Goal of the exercise ▸
Type out the full set of entries again, unchanged.

START Task data

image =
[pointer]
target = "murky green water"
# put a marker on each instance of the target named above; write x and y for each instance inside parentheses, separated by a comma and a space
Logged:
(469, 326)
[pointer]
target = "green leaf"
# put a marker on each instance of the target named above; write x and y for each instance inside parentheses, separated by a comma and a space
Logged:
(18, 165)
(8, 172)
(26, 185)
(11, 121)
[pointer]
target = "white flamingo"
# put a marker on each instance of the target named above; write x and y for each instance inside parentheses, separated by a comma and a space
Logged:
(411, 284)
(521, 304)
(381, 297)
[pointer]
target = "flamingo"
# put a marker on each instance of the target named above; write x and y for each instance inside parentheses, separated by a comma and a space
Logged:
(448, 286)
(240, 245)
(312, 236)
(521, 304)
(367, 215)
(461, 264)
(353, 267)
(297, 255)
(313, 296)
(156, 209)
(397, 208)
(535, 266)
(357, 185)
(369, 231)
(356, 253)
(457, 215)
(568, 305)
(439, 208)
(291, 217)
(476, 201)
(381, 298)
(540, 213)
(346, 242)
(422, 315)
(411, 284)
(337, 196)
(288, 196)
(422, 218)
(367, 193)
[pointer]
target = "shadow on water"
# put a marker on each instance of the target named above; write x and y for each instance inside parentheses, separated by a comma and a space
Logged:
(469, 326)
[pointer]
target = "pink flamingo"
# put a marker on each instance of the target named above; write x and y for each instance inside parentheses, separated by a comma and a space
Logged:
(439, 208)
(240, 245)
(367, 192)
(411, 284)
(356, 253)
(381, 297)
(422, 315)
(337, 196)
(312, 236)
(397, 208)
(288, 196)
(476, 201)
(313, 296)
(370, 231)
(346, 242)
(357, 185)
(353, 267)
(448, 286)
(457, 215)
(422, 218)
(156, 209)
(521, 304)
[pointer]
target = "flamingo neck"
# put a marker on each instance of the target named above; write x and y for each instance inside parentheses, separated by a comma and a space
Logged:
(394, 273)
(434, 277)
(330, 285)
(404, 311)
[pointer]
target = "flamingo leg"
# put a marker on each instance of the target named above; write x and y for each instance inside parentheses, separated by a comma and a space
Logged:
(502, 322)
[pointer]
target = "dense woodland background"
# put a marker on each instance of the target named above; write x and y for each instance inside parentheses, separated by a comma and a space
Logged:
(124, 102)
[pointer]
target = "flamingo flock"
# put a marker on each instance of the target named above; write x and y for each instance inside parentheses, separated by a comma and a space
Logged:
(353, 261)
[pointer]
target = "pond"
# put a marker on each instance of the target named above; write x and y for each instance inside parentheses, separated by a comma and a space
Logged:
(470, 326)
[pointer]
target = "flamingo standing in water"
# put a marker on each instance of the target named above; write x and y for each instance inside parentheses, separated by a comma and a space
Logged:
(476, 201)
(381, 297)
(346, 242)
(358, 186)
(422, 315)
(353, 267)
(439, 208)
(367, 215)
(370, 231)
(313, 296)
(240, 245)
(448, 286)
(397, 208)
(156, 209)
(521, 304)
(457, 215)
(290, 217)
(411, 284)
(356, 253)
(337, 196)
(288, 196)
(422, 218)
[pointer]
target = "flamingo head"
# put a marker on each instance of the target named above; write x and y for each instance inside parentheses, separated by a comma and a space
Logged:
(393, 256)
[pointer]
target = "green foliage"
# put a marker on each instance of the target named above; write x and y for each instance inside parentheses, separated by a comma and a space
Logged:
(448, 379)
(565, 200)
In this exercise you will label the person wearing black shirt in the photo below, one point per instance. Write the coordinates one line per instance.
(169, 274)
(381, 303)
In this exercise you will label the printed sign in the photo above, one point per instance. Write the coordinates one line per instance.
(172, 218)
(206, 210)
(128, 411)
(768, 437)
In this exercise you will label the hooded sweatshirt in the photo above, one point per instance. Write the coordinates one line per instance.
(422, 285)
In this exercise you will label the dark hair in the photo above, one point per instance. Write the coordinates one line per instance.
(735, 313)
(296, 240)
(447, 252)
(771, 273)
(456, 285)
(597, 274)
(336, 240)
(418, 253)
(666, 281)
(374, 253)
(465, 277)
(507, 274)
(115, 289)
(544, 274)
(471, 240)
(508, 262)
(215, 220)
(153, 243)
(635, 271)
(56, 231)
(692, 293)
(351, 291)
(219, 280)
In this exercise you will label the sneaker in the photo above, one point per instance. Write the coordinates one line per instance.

END Task data

Response to the exercise ▸
image =
[pointer]
target = "murky green water"
# put a marker on each instance of the target named above; write x and y for each instance inside parentheses, separated by a comma and a space
Logged:
(469, 326)
[pointer]
target = "green leaf"
# put a marker on each instance of the target named above; write x and y for each instance inside parentheses, separated by a comma and a space
Logged:
(18, 165)
(8, 172)
(26, 185)
(11, 121)
[pointer]
target = "white flamingo"
# put a marker on each instance of the target named above; write x and y for each instance inside parentheses, separated by a comma and a space
Logged:
(411, 284)
(521, 304)
(381, 297)
[pointer]
target = "flamingo"
# put a marker on each instance of the target named above; write x and y for each instance inside parentheses, separated by a comma and a space
Logged:
(448, 286)
(240, 245)
(312, 236)
(521, 304)
(367, 215)
(461, 264)
(353, 267)
(297, 255)
(313, 296)
(156, 209)
(397, 208)
(535, 266)
(357, 185)
(369, 231)
(356, 253)
(457, 215)
(568, 305)
(439, 208)
(291, 217)
(476, 201)
(381, 298)
(540, 213)
(346, 242)
(422, 315)
(411, 284)
(337, 196)
(288, 196)
(422, 218)
(367, 193)
[pointer]
target = "shadow on water"
# put a marker on each instance of the target named above; write x and y for each instance inside parentheses, separated by a comma and a space
Logged:
(469, 326)
[pointer]
target = "pink flamingo"
# put a marker on each instance of the target named above; write x and y for each instance inside parentheses, separated by a comma and a space
Logged:
(439, 208)
(240, 245)
(367, 192)
(411, 284)
(356, 253)
(381, 297)
(422, 315)
(337, 196)
(312, 236)
(397, 208)
(288, 196)
(476, 201)
(313, 296)
(370, 231)
(346, 242)
(357, 185)
(353, 267)
(448, 286)
(457, 215)
(422, 218)
(156, 209)
(521, 304)
[pointer]
target = "flamingo neck"
# put a marker on each instance of the target named above; write x and y for each instance inside parentheses, separated by a comma and a space
Logged:
(394, 273)
(434, 277)
(330, 285)
(404, 311)
[pointer]
target = "flamingo leg"
# put a marker on each instance of the target named above; write x and y for each instance inside parentheses, separated by a comma and a space
Logged:
(502, 322)
[pointer]
target = "dense woodland background"
# put a marker on each instance of the target named above; write x and y for each instance inside parentheses, separated by a comma and a space
Logged:
(124, 102)
[pointer]
target = "flamingo flock"
# put a marker on each instance of the target named above; write x and y for each instance inside parentheses, separated by a comma and a space
Logged:
(353, 261)
[pointer]
target = "pond"
# put a marker on each instance of the target named above; write x and y for each instance inside parentheses, separated by a comma and a space
Logged:
(470, 326)
[pointer]
target = "flamingo standing in water"
# put a marker on each instance of the target named above; write x and y for each instance inside parentheses, separated by a comma and a space
Logged:
(476, 201)
(381, 297)
(346, 242)
(358, 186)
(422, 315)
(353, 267)
(439, 208)
(367, 215)
(370, 231)
(313, 296)
(240, 245)
(448, 286)
(397, 208)
(156, 209)
(521, 304)
(457, 215)
(290, 217)
(411, 284)
(356, 253)
(337, 196)
(288, 196)
(422, 218)
[pointer]
target = "flamingo head"
# put a marker on each instance of the target named above; write x and y for each instance inside parentheses, separated by a comma and a space
Logged:
(393, 256)
[pointer]
target = "green foliage"
# put a marker on each instance of the target named above; write x and y for each instance inside parentheses, separated by a comma and a space
Logged:
(448, 379)
(565, 200)
In this exercise you will label the person wearing black shirt in the photo below, one point per instance. Write the coordinates one line per instance.
(169, 274)
(381, 303)
In this exercise you will label the printed sign in the photo above, one point per instance. Write the coordinates one line per instance.
(172, 218)
(206, 210)
(128, 411)
(768, 437)
In this exercise you will label the hooded sweatshirt in the photo above, one point per instance. Write the coordinates one line per instance.
(422, 285)
In this exercise you will label the dark hair in the photo above, one point per instance. Write the coordinates one line per instance.
(735, 313)
(296, 240)
(447, 252)
(771, 273)
(456, 285)
(597, 274)
(336, 240)
(418, 253)
(666, 281)
(374, 253)
(465, 277)
(507, 274)
(115, 289)
(544, 274)
(471, 240)
(508, 262)
(215, 220)
(153, 243)
(635, 271)
(56, 231)
(692, 293)
(351, 291)
(219, 280)
In this exercise you will label the sneaker in the photo above, one point per instance. Write the coordinates one line per instance.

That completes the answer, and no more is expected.